*TEXT SECTION:*

>> start

On the left hand ring finger of my girlfriend, Danielle, there is a tiny black and red tattoo that haunts my days though I try to convince myself otherwise. It is a tattoo of the letter "N", and it is the first initial of her ex-girlfriend. Likewise, her ex has a black and red letter "D" tattooed in the same place. Although gays and lesbians cannot legally marry, during the five years that they were together they decided to celebrate their commitment by getting the tattoos in lieu of engagement/wedding rings.

Speaking of lesbians, out actress Portia De Rossi tattooed the initials "FG" on her ring finger while engaged to girlfriend Francesca Gregorini. When the pair split after three years, Portia announced plans to remove the tattoo saying, "I'm not saying it's anything I regret doing, because I don't, but it just doesn't make any sense now." Colin Farrell & Amelia Warner also exchanged ring tattoos on their ring fingers before divorcing just four months later along with dult entertainment superstar, Jenna Jameson, who had second husband Jay Sterling's first name inked on her wedding ring finger. They filed for divorce after 3.5 years of wedded bliss. One of the most famous examples of wedding ring tattoos involve buxom blonde "Baywatch" star, Pamela Anderson, and her ex-husband Tommy Lee. Instead of exchanging rings, Pamela tattoed "Tommy" onto her ring finger. Tommy, on the other hand, tattooed "Pamela" on his genitals.

>> end

*WRITTEN REQUEST:* Retype the part of the text on ring finger tattoos that opens with the words containing "On the left" and closes with "of engagement/wedding rings.". The data that comes next is from a different source than the text.

*RAW DATA:*
>> start

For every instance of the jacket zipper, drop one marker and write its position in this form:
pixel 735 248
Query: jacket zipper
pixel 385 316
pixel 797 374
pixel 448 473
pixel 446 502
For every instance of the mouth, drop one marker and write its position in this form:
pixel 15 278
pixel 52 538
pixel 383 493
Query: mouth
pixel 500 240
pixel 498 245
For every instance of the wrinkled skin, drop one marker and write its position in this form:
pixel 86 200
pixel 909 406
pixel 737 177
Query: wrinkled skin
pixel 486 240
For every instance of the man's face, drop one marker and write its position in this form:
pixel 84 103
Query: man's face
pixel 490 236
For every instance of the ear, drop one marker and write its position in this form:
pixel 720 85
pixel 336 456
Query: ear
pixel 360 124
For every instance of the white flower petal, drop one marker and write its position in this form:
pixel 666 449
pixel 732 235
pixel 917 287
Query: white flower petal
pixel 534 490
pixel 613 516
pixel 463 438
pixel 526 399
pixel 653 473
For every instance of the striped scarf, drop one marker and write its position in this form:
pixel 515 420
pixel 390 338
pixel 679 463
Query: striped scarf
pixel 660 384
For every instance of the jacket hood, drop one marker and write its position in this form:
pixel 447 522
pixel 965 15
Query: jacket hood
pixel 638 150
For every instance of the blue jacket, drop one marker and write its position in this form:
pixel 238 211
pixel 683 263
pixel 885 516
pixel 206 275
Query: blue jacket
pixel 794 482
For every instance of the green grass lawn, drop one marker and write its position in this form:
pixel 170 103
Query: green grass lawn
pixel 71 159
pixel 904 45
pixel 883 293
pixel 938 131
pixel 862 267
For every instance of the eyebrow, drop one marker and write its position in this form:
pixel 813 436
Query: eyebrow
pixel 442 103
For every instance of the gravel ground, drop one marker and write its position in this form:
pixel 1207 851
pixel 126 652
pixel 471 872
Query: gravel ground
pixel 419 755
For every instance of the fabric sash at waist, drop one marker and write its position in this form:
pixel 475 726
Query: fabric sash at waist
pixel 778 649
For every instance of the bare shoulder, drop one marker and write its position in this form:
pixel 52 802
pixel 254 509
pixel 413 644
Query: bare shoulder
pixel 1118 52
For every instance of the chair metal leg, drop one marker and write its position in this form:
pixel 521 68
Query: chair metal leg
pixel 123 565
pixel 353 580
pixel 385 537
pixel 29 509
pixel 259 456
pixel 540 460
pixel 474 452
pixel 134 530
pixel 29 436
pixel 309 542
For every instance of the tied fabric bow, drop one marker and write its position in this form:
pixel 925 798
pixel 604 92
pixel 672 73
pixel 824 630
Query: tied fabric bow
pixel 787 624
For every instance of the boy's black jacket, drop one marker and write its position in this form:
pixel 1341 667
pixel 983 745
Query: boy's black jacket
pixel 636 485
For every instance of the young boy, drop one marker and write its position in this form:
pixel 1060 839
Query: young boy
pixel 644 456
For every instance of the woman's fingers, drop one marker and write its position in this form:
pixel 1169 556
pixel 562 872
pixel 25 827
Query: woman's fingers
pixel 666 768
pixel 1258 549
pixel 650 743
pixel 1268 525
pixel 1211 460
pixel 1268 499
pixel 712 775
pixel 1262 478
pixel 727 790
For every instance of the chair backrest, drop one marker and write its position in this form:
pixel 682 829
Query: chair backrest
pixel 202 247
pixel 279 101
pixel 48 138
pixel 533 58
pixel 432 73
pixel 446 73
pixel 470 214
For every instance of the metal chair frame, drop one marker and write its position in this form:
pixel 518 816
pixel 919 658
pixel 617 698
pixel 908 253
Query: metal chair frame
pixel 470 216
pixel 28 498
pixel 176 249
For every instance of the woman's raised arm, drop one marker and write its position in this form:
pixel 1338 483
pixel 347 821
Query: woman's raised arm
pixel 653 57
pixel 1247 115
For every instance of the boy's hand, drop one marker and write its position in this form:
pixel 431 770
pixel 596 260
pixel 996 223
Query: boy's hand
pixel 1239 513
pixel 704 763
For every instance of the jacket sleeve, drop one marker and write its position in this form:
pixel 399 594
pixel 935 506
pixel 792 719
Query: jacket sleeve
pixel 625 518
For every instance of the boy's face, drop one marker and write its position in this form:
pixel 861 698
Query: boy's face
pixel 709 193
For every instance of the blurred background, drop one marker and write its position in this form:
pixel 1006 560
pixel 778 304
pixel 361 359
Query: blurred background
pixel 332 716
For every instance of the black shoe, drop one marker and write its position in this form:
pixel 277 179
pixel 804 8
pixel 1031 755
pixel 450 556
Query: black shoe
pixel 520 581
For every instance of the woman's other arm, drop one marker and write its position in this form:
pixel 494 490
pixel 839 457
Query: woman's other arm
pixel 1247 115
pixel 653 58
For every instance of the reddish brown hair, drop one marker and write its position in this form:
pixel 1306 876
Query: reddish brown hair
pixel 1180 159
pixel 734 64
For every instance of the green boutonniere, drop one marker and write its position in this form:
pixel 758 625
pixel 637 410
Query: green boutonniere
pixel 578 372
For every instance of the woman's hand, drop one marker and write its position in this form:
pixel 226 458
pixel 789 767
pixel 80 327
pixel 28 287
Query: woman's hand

>> end

*TASK OUTPUT:*
On the left hand ring finger of my girlfriend, Danielle, there is a tiny black and red tattoo that haunts my days though I try to convince myself otherwise. It is a tattoo of the letter "N", and it is the first initial of her ex-girlfriend. Likewise, her ex has a black and red letter "D" tattooed in the same place. Although gays and lesbians cannot legally marry, during the five years that they were together they decided to celebrate their commitment by getting the tattoos in lieu of engagement/wedding rings.